§ **Passage to read**:
======
Unicode & mx.ODBC module

Thu Mar 4 10:57:22 EST 2004

On 2004-03-04, vincent wehren <vincent at visualtrans.de> wrote:
>
> "Chuck Bearden" <cbearden at hal-pc.org> schrieb im Newsbeitrag
> news:40466a21$0$7052$a726171b at news.hal-pc.org...
>| I'm having a tough time understanding how to manage Unicode when loading
>| data into an MS SQL server. <snipped for brevity>
>
> ...
>
>| html_f = open(sys.argv[1], 'r')
>| htmldata = html_f.read()
>| html_f.close()
>|
>| #-- make statement string and insert values tuple, and execute
>| stmnt = """
>|   INSERT INTO pmLinkHTML
>|   (PMID, Ord, HTML, HTMLlen)
>|   VALUES
>|   (?, ?, ?, ?)
>| """
>| val_t = (549, 0, htmldata, len(htmldata))
>| cur.execute(stmnt, val_t)
>|
>| cur.close()
>| con.close()
>| --------------------------end snippet--------------------------
>|
>| For my pains I am rewarded with:
>|
>|   Traceback (most recent call last):
>|     File "./unitest.py", line 27, in ?
>|       cur.execute(stmnt, val_t)
>|   UnicodeDecodeError: 'utf8' codec can't decode byte 0xbe in position
>|   45662: unexpected code byte
>|
>| Byte 45662 of the HTML file is indeed "\xBE".  I don't think that should
>| be a problem.
>|
>| What am I doing wrong?
>
> What happens if you decode htmldata first by using
>
> enc = "iso-8859-1" #change to whatever the input file's encoding is
> htmldata = unicode(htmldata, enc)
>
> ?

Thanks.  That was simple.  It feels so good when you stop beating your
head against a brick wall.  After using your timp to make my 
simplified code above work, I was able to figure out how to apply it 
to my more complex real project.

I think I'm still not entirely clear on when Unicode encoding & 
decoding happen in Python and for what reasons.  In my searching on this
problem I kept my eye open for a nice, systematic treatment of Unicode
in Python, but I haven't found anything yet.

Again, many thanks for your repsonse.
Best wishes,
Chuck
======
§ **Dataset excerpt**:
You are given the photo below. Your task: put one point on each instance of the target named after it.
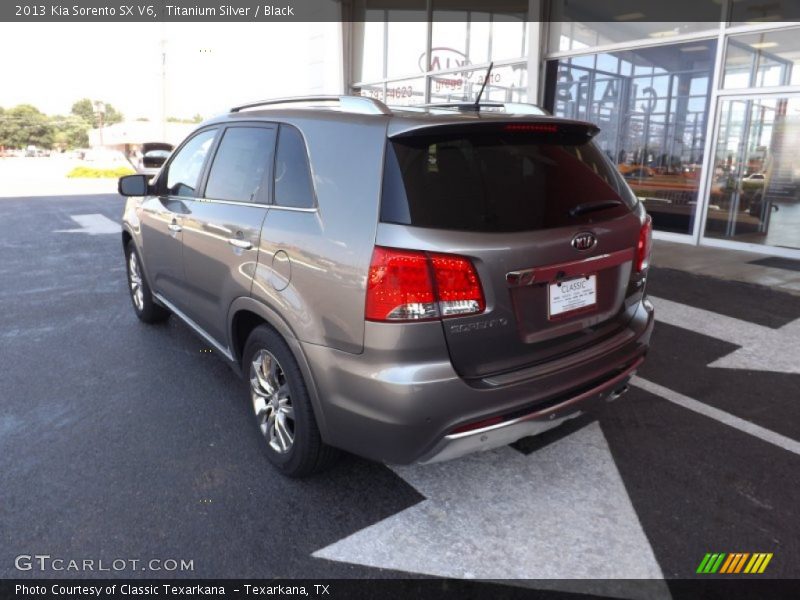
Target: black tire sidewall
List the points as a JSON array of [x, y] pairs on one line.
[[303, 454], [150, 312]]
======
§ **Exercise**: In the forum thread on Unicode and mx.ODBC, reproduce the part from "On 2004-03-04, vincent" to "htmldata = html_f.read()", switching "htmldata" to "page_text" throughout.

§ **Solution to this problem**:
On 2004-03-04, vincent wehren <vincent at visualtrans.de> wrote:
>
> "Chuck Bearden" <cbearden at hal-pc.org> schrieb im Newsbeitrag
> news:40466a21$0$7052$a726171b at news.hal-pc.org...
>| I'm having a tough time understanding how to manage Unicode when loading
>| data into an MS SQL server. <snipped for brevity>
>
> ...
>
>| html_f = open(sys.argv[1], 'r')
>| page_text = html_f.read()